### INSTRUCTIONS TO FOLLOW
Return the data below, unchanged.
BEGIN GIVEN RECORDS
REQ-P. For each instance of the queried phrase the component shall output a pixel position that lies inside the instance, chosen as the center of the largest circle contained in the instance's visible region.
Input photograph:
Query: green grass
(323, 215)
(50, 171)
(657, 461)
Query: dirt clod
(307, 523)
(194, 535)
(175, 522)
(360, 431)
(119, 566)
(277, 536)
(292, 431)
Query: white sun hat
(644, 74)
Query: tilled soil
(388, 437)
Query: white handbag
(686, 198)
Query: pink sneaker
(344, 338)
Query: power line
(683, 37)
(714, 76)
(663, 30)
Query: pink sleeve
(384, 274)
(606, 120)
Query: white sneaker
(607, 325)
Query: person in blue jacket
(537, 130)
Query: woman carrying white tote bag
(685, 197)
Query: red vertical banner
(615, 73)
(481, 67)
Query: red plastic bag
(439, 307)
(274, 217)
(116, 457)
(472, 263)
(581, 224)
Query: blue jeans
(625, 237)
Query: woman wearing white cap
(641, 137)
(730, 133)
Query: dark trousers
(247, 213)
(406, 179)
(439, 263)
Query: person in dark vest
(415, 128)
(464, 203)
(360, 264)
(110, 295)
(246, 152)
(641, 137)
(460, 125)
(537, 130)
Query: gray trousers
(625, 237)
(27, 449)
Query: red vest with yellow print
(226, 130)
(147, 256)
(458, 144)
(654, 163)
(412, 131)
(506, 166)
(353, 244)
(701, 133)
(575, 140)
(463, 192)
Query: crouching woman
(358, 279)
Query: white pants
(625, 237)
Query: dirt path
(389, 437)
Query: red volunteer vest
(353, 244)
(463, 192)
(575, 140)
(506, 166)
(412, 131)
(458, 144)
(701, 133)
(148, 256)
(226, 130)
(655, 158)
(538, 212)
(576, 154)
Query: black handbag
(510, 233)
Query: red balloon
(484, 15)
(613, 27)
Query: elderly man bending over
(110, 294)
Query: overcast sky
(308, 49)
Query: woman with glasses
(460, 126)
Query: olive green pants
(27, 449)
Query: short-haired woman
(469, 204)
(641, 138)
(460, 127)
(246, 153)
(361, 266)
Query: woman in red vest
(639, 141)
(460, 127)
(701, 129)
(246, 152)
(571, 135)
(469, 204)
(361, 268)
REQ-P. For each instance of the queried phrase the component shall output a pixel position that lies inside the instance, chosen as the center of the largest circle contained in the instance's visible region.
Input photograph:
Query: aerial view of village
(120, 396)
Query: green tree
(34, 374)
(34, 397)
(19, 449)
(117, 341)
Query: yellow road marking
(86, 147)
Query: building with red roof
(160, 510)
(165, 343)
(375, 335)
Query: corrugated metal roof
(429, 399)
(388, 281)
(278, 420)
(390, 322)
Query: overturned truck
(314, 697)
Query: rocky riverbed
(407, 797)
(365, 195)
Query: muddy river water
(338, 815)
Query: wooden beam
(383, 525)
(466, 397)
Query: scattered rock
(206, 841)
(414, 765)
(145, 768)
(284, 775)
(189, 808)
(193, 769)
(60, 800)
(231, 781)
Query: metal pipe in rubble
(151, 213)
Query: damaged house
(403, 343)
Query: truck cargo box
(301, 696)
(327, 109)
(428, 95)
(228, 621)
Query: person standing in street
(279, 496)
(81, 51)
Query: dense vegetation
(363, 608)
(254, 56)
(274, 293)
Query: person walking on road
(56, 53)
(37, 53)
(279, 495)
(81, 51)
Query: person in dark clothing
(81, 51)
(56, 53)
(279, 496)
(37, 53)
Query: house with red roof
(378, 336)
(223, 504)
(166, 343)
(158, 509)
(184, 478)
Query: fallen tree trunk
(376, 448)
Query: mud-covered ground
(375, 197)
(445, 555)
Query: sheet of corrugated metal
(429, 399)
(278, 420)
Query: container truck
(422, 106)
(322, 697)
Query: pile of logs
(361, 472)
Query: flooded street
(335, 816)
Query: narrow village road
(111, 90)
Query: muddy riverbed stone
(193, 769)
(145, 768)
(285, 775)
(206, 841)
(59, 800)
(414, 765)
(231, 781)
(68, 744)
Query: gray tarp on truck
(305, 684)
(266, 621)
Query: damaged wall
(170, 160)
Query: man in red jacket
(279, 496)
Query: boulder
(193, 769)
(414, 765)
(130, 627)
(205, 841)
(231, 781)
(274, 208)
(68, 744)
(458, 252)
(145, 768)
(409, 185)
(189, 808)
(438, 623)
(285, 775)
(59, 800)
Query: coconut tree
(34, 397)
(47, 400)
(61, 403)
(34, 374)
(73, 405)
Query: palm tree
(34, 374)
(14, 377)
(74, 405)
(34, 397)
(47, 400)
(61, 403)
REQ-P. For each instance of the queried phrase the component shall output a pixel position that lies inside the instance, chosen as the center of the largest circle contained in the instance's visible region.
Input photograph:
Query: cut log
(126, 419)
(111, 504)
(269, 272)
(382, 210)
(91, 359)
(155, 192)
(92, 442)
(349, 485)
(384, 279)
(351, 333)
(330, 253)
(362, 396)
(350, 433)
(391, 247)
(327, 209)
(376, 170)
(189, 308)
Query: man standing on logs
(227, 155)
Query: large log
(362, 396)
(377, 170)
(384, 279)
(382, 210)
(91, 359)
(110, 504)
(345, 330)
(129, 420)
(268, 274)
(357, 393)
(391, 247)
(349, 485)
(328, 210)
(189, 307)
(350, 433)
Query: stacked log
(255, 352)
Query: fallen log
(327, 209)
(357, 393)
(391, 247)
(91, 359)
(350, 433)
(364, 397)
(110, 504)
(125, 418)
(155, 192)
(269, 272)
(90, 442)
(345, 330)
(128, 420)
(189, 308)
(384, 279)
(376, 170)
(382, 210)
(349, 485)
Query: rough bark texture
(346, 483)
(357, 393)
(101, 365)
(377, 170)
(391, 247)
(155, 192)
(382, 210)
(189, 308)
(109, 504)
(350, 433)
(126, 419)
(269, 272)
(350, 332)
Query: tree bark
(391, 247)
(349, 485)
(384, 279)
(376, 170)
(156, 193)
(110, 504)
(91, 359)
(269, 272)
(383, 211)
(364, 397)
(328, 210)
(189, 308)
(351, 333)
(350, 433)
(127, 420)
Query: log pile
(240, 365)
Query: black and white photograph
END GIVEN RECORDS
### RESULT OF THE TASK
REQ-P. For each instance of the queried phrase the component shall output a pixel position that lies inside the instance, chosen as the center of the largest circle contained in the instance's visible region.
Input photograph:
Query: green grass
(323, 215)
(50, 171)
(657, 461)
Query: dirt clod
(307, 523)
(194, 535)
(175, 522)
(360, 431)
(119, 566)
(277, 536)
(292, 431)
Query: white sun hat
(644, 74)
Query: tilled soil
(388, 437)
Query: white handbag
(686, 198)
Query: pink sneaker
(344, 338)
Query: power line
(683, 37)
(714, 76)
(663, 30)
Query: pink sleeve
(384, 274)
(606, 120)
Query: white sneaker
(607, 325)
Query: person in blue jacket
(537, 130)
Query: woman carrying white tote bag
(685, 197)
Query: red vertical banner
(615, 73)
(481, 67)
Query: red plastic bag
(439, 307)
(274, 217)
(116, 457)
(472, 263)
(581, 224)
Query: blue jeans
(625, 237)
Query: woman wearing white cap
(641, 137)
(730, 133)
Query: dark trousers
(247, 213)
(406, 179)
(439, 263)
Query: person in dark vest
(415, 128)
(464, 203)
(360, 264)
(110, 295)
(246, 152)
(641, 137)
(460, 125)
(537, 130)
Query: gray trousers
(625, 237)
(27, 449)
Query: red vest with yellow print
(226, 130)
(147, 256)
(458, 144)
(654, 163)
(412, 131)
(506, 166)
(353, 244)
(701, 133)
(575, 140)
(463, 192)
Query: crouching woman
(358, 279)
Query: white pants
(625, 237)
Query: dirt path
(389, 437)
Query: red volunteer vest
(353, 244)
(463, 192)
(575, 140)
(506, 166)
(412, 131)
(458, 144)
(701, 133)
(148, 256)
(226, 130)
(655, 158)
(538, 212)
(576, 154)
Query: black handbag
(510, 233)
Query: red balloon
(484, 15)
(613, 27)
Query: elderly man bending over
(110, 294)
Query: overcast sky
(308, 49)
Query: woman with glasses
(460, 126)
Query: olive green pants
(27, 449)
Query: short-haired woman
(469, 204)
(641, 138)
(460, 127)
(246, 153)
(361, 266)
Query: woman in red vest
(639, 141)
(460, 127)
(701, 129)
(246, 152)
(571, 135)
(469, 204)
(361, 268)
REQ-P. For each instance of the queried phrase the component shall output a pixel position that lies inside the instance, chosen as the center of the largest circle contained in the instance's visible region.
Input photograph:
Query: aerial view of village
(120, 396)
Query: green tree
(34, 374)
(34, 397)
(19, 449)
(117, 341)
Query: yellow road marking
(86, 147)
Query: building with red roof
(160, 510)
(165, 343)
(375, 335)
Query: corrugated metal roof
(429, 399)
(388, 281)
(278, 420)
(390, 322)
Query: overturned truck
(314, 697)
Query: rocky riverbed
(407, 797)
(365, 195)
Query: muddy river water
(338, 815)
Query: wooden beam
(383, 525)
(466, 397)
Query: scattered rock
(206, 841)
(414, 765)
(145, 768)
(284, 775)
(189, 808)
(193, 769)
(60, 800)
(231, 781)
Query: metal pipe in rubble
(151, 213)
Query: damaged house
(403, 343)
Query: truck cargo box
(301, 696)
(327, 109)
(428, 95)
(228, 621)
Query: person standing in street
(279, 496)
(81, 51)
Query: dense vegetation
(363, 608)
(254, 56)
(274, 293)
Query: person walking on road
(56, 53)
(37, 53)
(279, 495)
(81, 51)
Query: person in dark clothing
(81, 51)
(56, 53)
(279, 496)
(37, 53)
Query: house with red roof
(378, 336)
(223, 504)
(166, 343)
(158, 509)
(184, 478)
Query: fallen tree trunk
(376, 448)
Query: mud-covered ground
(375, 197)
(445, 555)
Query: sheet of corrugated metal
(429, 399)
(278, 420)
Query: container truck
(422, 106)
(322, 697)
Query: pile of logs
(361, 472)
Query: flooded street
(335, 816)
Query: narrow village road
(111, 90)
Query: muddy riverbed stone
(193, 769)
(145, 768)
(285, 775)
(206, 841)
(59, 800)
(414, 765)
(231, 781)
(68, 744)
Query: gray tarp on truck
(305, 684)
(266, 621)
Query: damaged wall
(170, 160)
Query: man in red jacket
(279, 496)
Query: boulder
(193, 769)
(414, 765)
(130, 627)
(205, 841)
(231, 781)
(274, 208)
(68, 744)
(458, 252)
(145, 768)
(409, 185)
(189, 808)
(438, 623)
(285, 775)
(59, 800)
Query: coconut tree
(34, 397)
(47, 400)
(61, 403)
(34, 374)
(73, 405)
Query: palm tree
(34, 374)
(14, 377)
(74, 405)
(34, 397)
(47, 400)
(61, 403)
REQ-P. For each instance of the queried phrase the component shall output a pixel position that lies inside the instance, chosen as the center of the largest circle contained in the instance's visible region.
Input photograph:
Query: cut log
(126, 419)
(111, 504)
(269, 272)
(382, 210)
(91, 359)
(155, 192)
(92, 442)
(349, 485)
(384, 279)
(351, 333)
(330, 253)
(362, 396)
(350, 433)
(391, 247)
(327, 209)
(376, 170)
(189, 308)
Query: man standing on logs
(227, 155)
Query: large log
(362, 396)
(377, 170)
(384, 279)
(382, 210)
(91, 359)
(110, 504)
(345, 330)
(129, 420)
(268, 274)
(357, 393)
(391, 247)
(349, 485)
(328, 210)
(189, 307)
(350, 433)
Query: stacked log
(255, 352)
Query: fallen log
(327, 209)
(357, 393)
(391, 247)
(91, 359)
(350, 433)
(364, 397)
(110, 504)
(125, 418)
(155, 192)
(269, 272)
(90, 442)
(345, 330)
(128, 420)
(189, 308)
(384, 279)
(376, 170)
(382, 210)
(349, 485)
Query: rough bark texture
(346, 483)
(357, 393)
(101, 365)
(377, 170)
(391, 247)
(155, 192)
(382, 210)
(189, 308)
(109, 504)
(350, 433)
(126, 419)
(269, 272)
(350, 332)
Query: tree bark
(391, 247)
(349, 485)
(384, 279)
(376, 170)
(156, 193)
(110, 504)
(91, 359)
(269, 272)
(383, 211)
(364, 397)
(328, 210)
(189, 308)
(351, 333)
(350, 433)
(127, 420)
Query: log pile
(240, 365)
Query: black and white photograph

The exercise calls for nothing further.